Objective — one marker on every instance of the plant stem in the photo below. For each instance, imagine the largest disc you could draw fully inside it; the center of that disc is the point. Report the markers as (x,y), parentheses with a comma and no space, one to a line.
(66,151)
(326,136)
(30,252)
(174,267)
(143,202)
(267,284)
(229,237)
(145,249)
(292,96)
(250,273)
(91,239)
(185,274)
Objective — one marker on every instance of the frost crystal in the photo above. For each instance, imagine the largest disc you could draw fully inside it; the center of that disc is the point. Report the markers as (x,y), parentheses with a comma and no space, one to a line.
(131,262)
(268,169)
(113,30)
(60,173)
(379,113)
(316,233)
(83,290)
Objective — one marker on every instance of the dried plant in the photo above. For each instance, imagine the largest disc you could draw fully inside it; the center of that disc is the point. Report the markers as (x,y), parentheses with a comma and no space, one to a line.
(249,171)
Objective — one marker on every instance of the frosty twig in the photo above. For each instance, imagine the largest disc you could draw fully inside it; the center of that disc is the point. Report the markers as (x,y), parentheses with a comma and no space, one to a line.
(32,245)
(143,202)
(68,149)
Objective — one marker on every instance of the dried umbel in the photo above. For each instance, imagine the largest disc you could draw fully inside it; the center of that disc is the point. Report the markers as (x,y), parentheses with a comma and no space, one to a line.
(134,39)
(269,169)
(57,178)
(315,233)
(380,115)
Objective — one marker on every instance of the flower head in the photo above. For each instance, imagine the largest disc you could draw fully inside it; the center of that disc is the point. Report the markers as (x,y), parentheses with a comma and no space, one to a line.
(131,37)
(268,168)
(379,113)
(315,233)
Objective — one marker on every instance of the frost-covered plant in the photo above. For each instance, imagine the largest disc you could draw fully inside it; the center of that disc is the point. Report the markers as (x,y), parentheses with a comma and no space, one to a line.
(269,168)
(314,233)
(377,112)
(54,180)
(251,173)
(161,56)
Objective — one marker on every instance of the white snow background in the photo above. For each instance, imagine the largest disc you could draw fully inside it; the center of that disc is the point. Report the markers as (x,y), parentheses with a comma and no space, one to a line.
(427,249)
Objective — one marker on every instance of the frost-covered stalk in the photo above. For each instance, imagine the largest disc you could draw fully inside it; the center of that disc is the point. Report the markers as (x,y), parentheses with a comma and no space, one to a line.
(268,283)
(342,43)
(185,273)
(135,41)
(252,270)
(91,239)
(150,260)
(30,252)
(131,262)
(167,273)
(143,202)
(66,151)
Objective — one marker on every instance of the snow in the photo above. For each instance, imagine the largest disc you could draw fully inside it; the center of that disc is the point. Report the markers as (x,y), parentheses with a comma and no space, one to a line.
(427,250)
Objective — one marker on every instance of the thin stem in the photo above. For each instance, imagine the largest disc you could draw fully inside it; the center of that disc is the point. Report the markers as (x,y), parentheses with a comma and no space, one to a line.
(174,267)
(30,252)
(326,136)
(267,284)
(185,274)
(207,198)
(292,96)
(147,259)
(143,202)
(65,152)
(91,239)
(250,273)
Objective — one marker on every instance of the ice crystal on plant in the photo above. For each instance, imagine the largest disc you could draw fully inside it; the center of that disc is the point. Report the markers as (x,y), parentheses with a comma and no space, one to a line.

****************************************

Task to carry out:
Rewrite the lines from the one containing "Objective — one marker on every instance of the thin" through the end of the entries, requests included, scaling every coordinate in the answers by 1.1 and rounding to the nearest whole number, with halves rounded up. Give only those lines.

The reply:
Objective — one marker on every instance of the thin stem in the photo above. For each instance, imagine the largest disc you could draw fully inside it; the center of that disc is the point. Report the markers as (x,y), parentheses with a comma and no space, one to a line.
(191,294)
(33,277)
(359,150)
(294,312)
(204,301)
(228,218)
(321,106)
(162,285)
(157,222)
(72,167)
(100,263)
(275,300)
Objective — one marker on every instance of the ice crystal on plant in the photo above. For each instance, imagine the largest disc you could draw fully inside it; the center of that disc is the point. Report the markers as (x,y), parentheses with a comma and no space, one to a line.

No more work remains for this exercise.